Task requirements = Give every entry again, unchanged, and leave its images out.
## Start Data in this exercise
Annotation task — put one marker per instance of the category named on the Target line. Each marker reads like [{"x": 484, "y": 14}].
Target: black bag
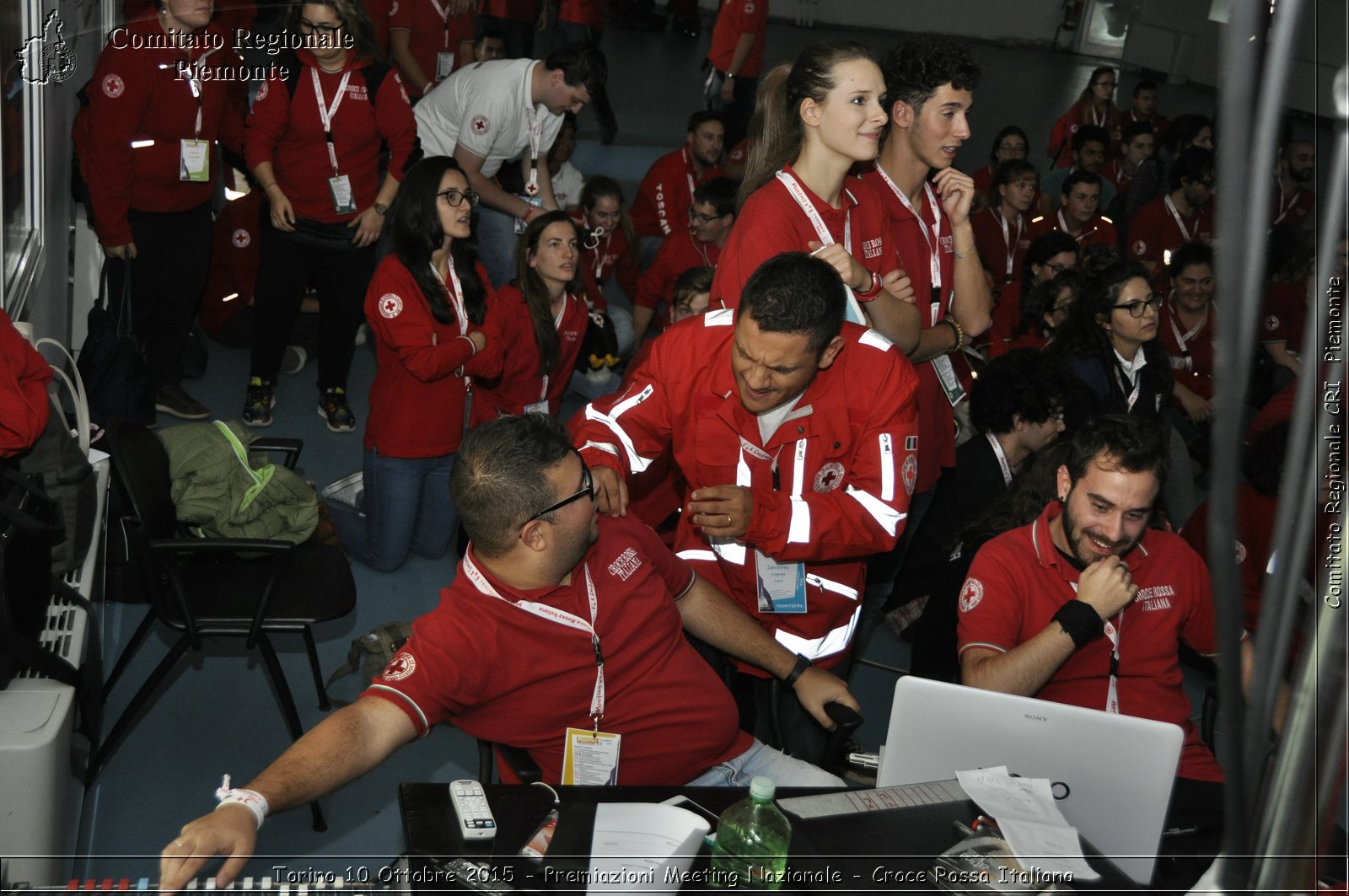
[{"x": 111, "y": 363}]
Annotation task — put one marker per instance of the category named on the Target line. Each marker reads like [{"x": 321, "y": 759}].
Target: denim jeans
[
  {"x": 497, "y": 242},
  {"x": 762, "y": 759},
  {"x": 406, "y": 507}
]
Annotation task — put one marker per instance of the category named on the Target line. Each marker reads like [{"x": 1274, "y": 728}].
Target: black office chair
[{"x": 202, "y": 587}]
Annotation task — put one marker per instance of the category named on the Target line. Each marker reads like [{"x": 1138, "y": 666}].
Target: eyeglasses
[
  {"x": 456, "y": 197},
  {"x": 586, "y": 491},
  {"x": 1137, "y": 308},
  {"x": 321, "y": 30}
]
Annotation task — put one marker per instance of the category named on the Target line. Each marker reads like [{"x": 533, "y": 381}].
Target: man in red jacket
[
  {"x": 668, "y": 186},
  {"x": 795, "y": 473}
]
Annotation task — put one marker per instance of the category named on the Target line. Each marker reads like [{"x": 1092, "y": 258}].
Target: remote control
[{"x": 476, "y": 815}]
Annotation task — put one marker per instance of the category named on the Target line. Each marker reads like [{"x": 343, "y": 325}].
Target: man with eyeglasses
[
  {"x": 667, "y": 188},
  {"x": 1184, "y": 215},
  {"x": 492, "y": 112},
  {"x": 563, "y": 633},
  {"x": 1079, "y": 215},
  {"x": 710, "y": 219},
  {"x": 798, "y": 436}
]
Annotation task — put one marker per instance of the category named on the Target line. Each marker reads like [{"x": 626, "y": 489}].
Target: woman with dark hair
[
  {"x": 543, "y": 319},
  {"x": 1050, "y": 254},
  {"x": 610, "y": 253},
  {"x": 1096, "y": 105},
  {"x": 314, "y": 142},
  {"x": 1110, "y": 343},
  {"x": 1011, "y": 145},
  {"x": 146, "y": 145},
  {"x": 1045, "y": 309},
  {"x": 428, "y": 314},
  {"x": 815, "y": 119}
]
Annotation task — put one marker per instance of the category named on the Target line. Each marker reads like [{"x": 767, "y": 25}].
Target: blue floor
[{"x": 222, "y": 716}]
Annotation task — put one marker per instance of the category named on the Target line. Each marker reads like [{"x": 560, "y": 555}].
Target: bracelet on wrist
[
  {"x": 1081, "y": 622},
  {"x": 253, "y": 801},
  {"x": 802, "y": 666}
]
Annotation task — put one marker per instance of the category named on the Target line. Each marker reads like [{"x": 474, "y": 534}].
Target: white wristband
[{"x": 253, "y": 801}]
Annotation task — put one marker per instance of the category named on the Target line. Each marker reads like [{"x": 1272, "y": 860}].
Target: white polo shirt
[{"x": 486, "y": 107}]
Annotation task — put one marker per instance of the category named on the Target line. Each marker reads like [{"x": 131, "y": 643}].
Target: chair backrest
[{"x": 142, "y": 467}]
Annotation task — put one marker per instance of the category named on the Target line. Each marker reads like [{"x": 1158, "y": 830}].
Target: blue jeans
[
  {"x": 497, "y": 240},
  {"x": 406, "y": 507},
  {"x": 762, "y": 759}
]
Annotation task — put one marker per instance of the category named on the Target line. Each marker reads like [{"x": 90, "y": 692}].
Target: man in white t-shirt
[{"x": 492, "y": 112}]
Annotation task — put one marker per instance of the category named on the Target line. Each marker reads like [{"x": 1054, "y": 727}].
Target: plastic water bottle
[{"x": 752, "y": 840}]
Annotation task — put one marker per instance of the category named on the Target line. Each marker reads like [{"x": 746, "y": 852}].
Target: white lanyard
[
  {"x": 444, "y": 15},
  {"x": 934, "y": 244},
  {"x": 328, "y": 112},
  {"x": 560, "y": 617},
  {"x": 536, "y": 135},
  {"x": 196, "y": 87},
  {"x": 1184, "y": 338},
  {"x": 1185, "y": 235},
  {"x": 1007, "y": 238},
  {"x": 798, "y": 192},
  {"x": 1002, "y": 459},
  {"x": 1113, "y": 632}
]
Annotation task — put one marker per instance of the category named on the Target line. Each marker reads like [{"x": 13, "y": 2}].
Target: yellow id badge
[
  {"x": 195, "y": 161},
  {"x": 444, "y": 65},
  {"x": 344, "y": 202},
  {"x": 590, "y": 757}
]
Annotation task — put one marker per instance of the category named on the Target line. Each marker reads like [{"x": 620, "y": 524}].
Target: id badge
[
  {"x": 195, "y": 161},
  {"x": 343, "y": 200},
  {"x": 950, "y": 382},
  {"x": 519, "y": 222},
  {"x": 782, "y": 586},
  {"x": 590, "y": 757}
]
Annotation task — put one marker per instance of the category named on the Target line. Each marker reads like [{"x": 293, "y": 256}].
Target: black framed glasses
## End Data in this exercise
The completed task =
Annotation task — put one marker per instance of the category named on the Target line. Each marker reads like [{"x": 484, "y": 14}].
Target: black bag
[{"x": 111, "y": 363}]
Annotation task — put one marker per instance of the category named on the Target line. Each marker reads like [{"x": 321, "y": 759}].
Target: denim jeans
[
  {"x": 497, "y": 242},
  {"x": 762, "y": 759},
  {"x": 406, "y": 507}
]
Annotation task — put one marker per instance of the category named on the Target line. Each marker reads like [{"x": 1274, "y": 728}].
Target: black office chair
[{"x": 202, "y": 587}]
Annotation task — put one marker per instance of the category named on the Target line. Each marker reads like [{"x": 1138, "y": 666}].
Target: eyeglasses
[
  {"x": 456, "y": 197},
  {"x": 586, "y": 491},
  {"x": 1137, "y": 308},
  {"x": 321, "y": 30}
]
Annotation task — put one marker per instance of the category named on the Target line. Each marker reads like [{"x": 533, "y": 381}].
Target: man in red jacket
[
  {"x": 668, "y": 186},
  {"x": 795, "y": 473}
]
Annotation task — put one marker per instance of the category named on the Target line. Each marker reads like [{"x": 1092, "y": 258}].
Target: remote control
[{"x": 476, "y": 815}]
Annotation task — put one marker per instance of the category named on the Target line. Each marker reads like [{"x": 343, "y": 325}].
Target: man with eyeglasses
[
  {"x": 667, "y": 188},
  {"x": 1184, "y": 215},
  {"x": 492, "y": 112},
  {"x": 563, "y": 633},
  {"x": 1079, "y": 215},
  {"x": 710, "y": 219},
  {"x": 798, "y": 436}
]
Annotation task — put one marker per instance of the category named on the Target line. Each marker reads like [{"x": 626, "y": 489}].
Target: woman with dark hair
[
  {"x": 543, "y": 319},
  {"x": 1050, "y": 254},
  {"x": 610, "y": 253},
  {"x": 1096, "y": 105},
  {"x": 314, "y": 142},
  {"x": 1110, "y": 343},
  {"x": 1011, "y": 145},
  {"x": 146, "y": 145},
  {"x": 1045, "y": 309},
  {"x": 428, "y": 314},
  {"x": 815, "y": 119}
]
Annotation task — put one marker per instance of the category named on the Target line. Each marker reads like [{"x": 767, "y": 25}].
Target: blue floor
[{"x": 222, "y": 716}]
Annotation task — put one marker per instance of the category named on the Target line. Each marker reads like [{"x": 560, "y": 555}].
Target: bracelet on wrist
[
  {"x": 1081, "y": 622},
  {"x": 253, "y": 801},
  {"x": 802, "y": 666}
]
Annotation task — put one marker per instance of the category named on the Target line. Each marker reads like [{"x": 474, "y": 534}].
Target: white wristband
[{"x": 253, "y": 801}]
Annotation task — put one marker per instance of the category named on the Target line. Each marker reads like [{"x": 1272, "y": 860}].
Target: white polo shirt
[{"x": 486, "y": 107}]
Annotation task — put one marker per instance of the category named on the Target line. Each marker reads like [{"x": 131, "y": 643}].
Target: chair backrest
[{"x": 142, "y": 467}]
Annotation task — put one marker per instance of the category named on the Target line. Each marker reads like [{"x": 1158, "y": 830}].
Target: blue jeans
[
  {"x": 497, "y": 240},
  {"x": 406, "y": 507},
  {"x": 762, "y": 759}
]
Annotation task — put one marker per instance of the category named on the Target line. Each marker reads like [{"x": 90, "y": 692}].
Target: man in white t-shirt
[{"x": 492, "y": 112}]
Annotation task — put one marker per instance of the category named on the Target line. Each marker reads like [{"x": 1054, "y": 727}].
Target: plastic water bottle
[{"x": 752, "y": 840}]
Annotation task — put one marker per instance of the category named on the Target line. Each marker reads like [{"x": 746, "y": 852}].
Target: white lanyard
[
  {"x": 444, "y": 15},
  {"x": 934, "y": 244},
  {"x": 328, "y": 112},
  {"x": 560, "y": 617},
  {"x": 536, "y": 135},
  {"x": 196, "y": 87},
  {"x": 1184, "y": 338},
  {"x": 1185, "y": 235},
  {"x": 1007, "y": 238},
  {"x": 798, "y": 192},
  {"x": 1002, "y": 459},
  {"x": 1113, "y": 632}
]
Annotation task — put one marker per instance of the category named on the Target line. Each marker reads like [{"x": 13, "y": 2}].
Target: yellow id badge
[
  {"x": 195, "y": 161},
  {"x": 444, "y": 65},
  {"x": 344, "y": 202},
  {"x": 590, "y": 757}
]
Annotation task — put one marker per instance of the category named on the Target line. Each marker reads like [{"x": 620, "y": 524}].
Target: id badge
[
  {"x": 195, "y": 161},
  {"x": 343, "y": 200},
  {"x": 950, "y": 382},
  {"x": 519, "y": 222},
  {"x": 782, "y": 586},
  {"x": 590, "y": 757}
]
Annotation task — put one marker per instance of the category named on the Target line. Each marker reads like [{"x": 293, "y": 256}].
Target: black framed glasses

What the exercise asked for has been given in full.